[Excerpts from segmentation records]

....

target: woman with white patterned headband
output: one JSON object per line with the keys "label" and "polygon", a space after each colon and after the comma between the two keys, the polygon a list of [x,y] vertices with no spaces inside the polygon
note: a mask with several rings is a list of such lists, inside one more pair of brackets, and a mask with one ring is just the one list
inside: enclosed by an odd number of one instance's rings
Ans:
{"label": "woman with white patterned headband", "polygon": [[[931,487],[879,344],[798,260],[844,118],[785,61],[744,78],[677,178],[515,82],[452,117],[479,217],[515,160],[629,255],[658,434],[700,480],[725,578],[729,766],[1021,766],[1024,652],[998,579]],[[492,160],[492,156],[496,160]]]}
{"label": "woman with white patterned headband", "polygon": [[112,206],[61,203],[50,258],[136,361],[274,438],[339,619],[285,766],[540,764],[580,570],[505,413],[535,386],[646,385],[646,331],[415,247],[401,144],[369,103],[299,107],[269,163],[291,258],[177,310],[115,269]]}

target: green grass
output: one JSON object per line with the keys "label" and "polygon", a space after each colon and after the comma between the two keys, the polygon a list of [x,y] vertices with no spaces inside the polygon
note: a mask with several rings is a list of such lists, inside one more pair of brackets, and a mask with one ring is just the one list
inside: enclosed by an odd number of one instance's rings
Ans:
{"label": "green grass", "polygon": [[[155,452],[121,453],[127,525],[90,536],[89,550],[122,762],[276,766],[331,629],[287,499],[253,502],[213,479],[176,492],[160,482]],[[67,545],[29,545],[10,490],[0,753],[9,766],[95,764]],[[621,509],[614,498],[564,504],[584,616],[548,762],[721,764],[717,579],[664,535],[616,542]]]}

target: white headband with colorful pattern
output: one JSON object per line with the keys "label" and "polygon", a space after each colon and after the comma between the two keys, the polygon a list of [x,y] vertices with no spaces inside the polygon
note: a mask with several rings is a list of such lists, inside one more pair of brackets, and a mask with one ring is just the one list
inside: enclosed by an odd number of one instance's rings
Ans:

....

▶ Aim:
Starting with the line containing "target: green grass" and going on through the end of the material, rewrite those lines with "rings" swapped for "loops" and everything else unchanged.

▶ Task output:
target: green grass
output: one JSON object per line with the keys "label" and "polygon", a space after each colon and after the comma between the two keys, the polygon a list of [x,y] vertices with no spaces inside the polygon
note: a mask with several loops is a list of such lists, inside one more pair of brackets, and a mask with one ring is just the one list
inside: enclosed by an odd number of one instance's loops
Ans:
{"label": "green grass", "polygon": [[[155,452],[121,453],[127,525],[90,536],[89,550],[122,762],[276,766],[331,629],[287,499],[253,502],[213,479],[176,492],[160,482]],[[67,545],[29,545],[10,490],[0,753],[9,766],[95,764]],[[621,509],[614,498],[564,504],[584,616],[548,762],[721,764],[717,579],[664,535],[616,542]]]}

target: white headband with colorful pattern
output: one JSON object per line with the keys "label" and "polygon", a space after each colon and after the comma between the two keys, the polygon a list of [x,y] vertices with no spaces inside the polygon
note: a mask with several loops is a list of such lists, inside one more pair of brackets, and a mask with one ring is just the one list
inside: enclosed by an odd number of one instance's loops
Ans:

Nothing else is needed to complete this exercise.